→ BRIEF:
Each record is to be given again precisely as written.

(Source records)
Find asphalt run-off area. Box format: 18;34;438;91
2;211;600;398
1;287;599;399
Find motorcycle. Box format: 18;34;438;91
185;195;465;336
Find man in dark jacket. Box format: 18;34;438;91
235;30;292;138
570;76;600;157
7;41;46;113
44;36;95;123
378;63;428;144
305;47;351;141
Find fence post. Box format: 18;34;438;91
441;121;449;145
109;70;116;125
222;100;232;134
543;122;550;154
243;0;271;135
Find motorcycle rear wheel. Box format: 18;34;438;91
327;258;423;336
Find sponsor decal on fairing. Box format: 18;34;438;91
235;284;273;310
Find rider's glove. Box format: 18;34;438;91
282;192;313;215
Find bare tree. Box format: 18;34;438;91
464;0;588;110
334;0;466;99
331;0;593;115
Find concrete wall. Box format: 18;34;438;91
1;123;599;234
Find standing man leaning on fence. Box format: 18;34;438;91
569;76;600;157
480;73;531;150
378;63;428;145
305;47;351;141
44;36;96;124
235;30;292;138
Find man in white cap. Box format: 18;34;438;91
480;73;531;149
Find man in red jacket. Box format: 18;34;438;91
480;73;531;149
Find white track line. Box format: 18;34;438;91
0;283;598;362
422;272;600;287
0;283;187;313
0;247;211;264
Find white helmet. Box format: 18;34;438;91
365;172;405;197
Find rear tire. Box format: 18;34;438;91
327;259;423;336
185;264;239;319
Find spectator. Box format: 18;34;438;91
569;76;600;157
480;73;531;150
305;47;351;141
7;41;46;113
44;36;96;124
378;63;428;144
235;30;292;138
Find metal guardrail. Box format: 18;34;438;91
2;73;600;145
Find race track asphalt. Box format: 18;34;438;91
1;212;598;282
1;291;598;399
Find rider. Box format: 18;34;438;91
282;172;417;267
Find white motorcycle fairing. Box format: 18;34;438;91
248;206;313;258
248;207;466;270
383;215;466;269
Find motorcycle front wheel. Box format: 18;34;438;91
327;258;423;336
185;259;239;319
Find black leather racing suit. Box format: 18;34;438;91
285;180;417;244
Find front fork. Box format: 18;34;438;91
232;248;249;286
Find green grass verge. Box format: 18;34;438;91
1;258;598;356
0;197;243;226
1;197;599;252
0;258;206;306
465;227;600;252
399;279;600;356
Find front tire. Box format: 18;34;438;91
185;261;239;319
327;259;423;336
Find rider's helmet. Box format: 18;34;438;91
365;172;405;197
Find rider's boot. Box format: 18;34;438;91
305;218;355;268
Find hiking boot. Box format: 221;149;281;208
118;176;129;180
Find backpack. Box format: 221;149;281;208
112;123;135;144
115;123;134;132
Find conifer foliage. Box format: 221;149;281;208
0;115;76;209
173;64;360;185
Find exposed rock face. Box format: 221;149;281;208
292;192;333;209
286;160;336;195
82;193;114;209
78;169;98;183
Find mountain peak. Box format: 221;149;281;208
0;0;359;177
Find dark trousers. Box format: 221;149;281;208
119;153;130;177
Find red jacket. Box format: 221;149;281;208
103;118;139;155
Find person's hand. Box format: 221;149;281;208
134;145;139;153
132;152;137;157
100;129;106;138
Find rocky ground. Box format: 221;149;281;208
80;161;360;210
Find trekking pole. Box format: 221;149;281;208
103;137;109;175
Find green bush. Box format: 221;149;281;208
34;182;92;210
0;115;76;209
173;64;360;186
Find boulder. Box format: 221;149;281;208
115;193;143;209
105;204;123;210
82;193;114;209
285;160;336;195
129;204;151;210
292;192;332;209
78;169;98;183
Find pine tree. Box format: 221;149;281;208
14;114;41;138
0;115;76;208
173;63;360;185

→ EXERCISE RESPONSE:
Find asphalt run-off area. Box format: 18;34;438;91
2;211;600;398
1;287;599;399
Find motorcycle. Box format: 18;34;438;91
185;195;465;336
Find man in dark jacket. Box format: 18;34;438;91
235;30;292;138
570;76;600;157
7;41;46;113
44;36;95;123
378;63;428;144
305;47;351;141
Find fence post. Box format: 18;34;438;91
441;121;449;145
109;70;116;125
222;100;232;134
543;122;550;154
243;0;271;135
Find motorcycle rear wheel. Box format: 18;34;438;91
327;258;423;336
Find sponsor decal on fairing. Box format: 18;34;438;91
235;284;273;310
Find rider's glove. Box format: 18;34;438;91
282;192;313;215
Find bare tree. Box format: 18;34;438;91
464;0;588;110
334;0;466;99
331;0;593;115
Find concrete wall. Box format: 18;34;438;91
1;123;599;234
Find standing man leaning on fence. Box format: 18;34;438;91
569;76;600;157
480;73;531;150
378;63;428;145
305;47;351;141
44;36;96;124
235;30;292;138
Find man in white cap. Box format: 18;34;438;91
480;73;531;149
Find man in red jacket. Box format: 18;34;438;91
480;73;531;149
Find white track line. Box format: 18;34;438;91
0;283;598;362
422;272;600;287
0;283;187;313
0;247;211;264
Find white helmet. Box format: 18;34;438;91
365;172;405;197
Find rear tire. Box format: 18;34;438;91
327;259;423;336
185;264;239;319
Find spectator. Box format: 18;34;438;91
569;76;600;157
480;73;531;150
305;47;351;141
7;41;46;113
44;36;96;124
378;63;428;144
235;30;292;138
Find metal guardrail. Box format: 18;34;438;91
2;73;600;145
Find race track asphalt. Box format: 18;34;438;91
1;212;598;282
1;291;598;399
Find rider. Box format: 18;34;438;91
282;172;417;267
Find white motorcycle fairing. Box format: 18;34;438;91
248;206;313;258
248;207;466;270
383;215;466;269
Find motorcycle front wheel. Box format: 18;34;438;91
327;258;423;336
185;259;239;319
Find black leather racing suit. Box format: 18;34;438;91
285;180;417;244
Find front fork. Box format: 18;34;438;91
232;248;249;286
Find green grass verge. Box format: 18;34;438;91
1;258;598;356
0;197;243;226
1;197;599;252
0;258;206;306
465;227;600;252
399;279;600;356
Find front tire. Box format: 18;34;438;91
185;261;239;319
327;259;423;336
Find rider's helmet. Box format: 18;34;438;91
365;172;405;197
Find rider's boot. Box format: 18;34;438;91
305;218;355;268
Find hiking boot. Box format: 221;149;281;208
118;176;129;180
Find backpack. Box format: 221;149;281;208
112;123;135;144
115;123;134;132
Find conifer foliage. Box format: 221;149;281;208
0;115;76;209
173;64;360;185
Find exposed rock face. Box format: 221;149;281;208
292;192;333;209
286;160;336;195
82;193;114;209
78;169;98;183
Find mountain peak. Box format: 221;149;281;208
0;0;359;177
Find dark trousers. Box format: 221;149;281;208
119;153;130;177
Find red jacket. Box format: 221;149;281;208
103;118;139;155
Find person's hand. Box format: 221;149;281;208
134;145;139;153
132;152;137;157
100;129;106;138
Find rocky ground. Box format: 221;149;281;208
80;161;360;210
Find trekking pole. Box format: 221;149;281;208
103;137;109;175
Find green bush. Box format: 221;149;281;208
34;182;92;210
0;115;76;209
173;64;360;186
Find boulder. Box format: 221;149;281;208
115;193;143;209
105;204;123;210
82;193;114;209
285;160;336;195
129;204;151;210
292;192;332;209
78;169;98;183
Find pine tree. Box format: 221;149;281;208
14;114;41;138
0;115;76;208
173;63;360;185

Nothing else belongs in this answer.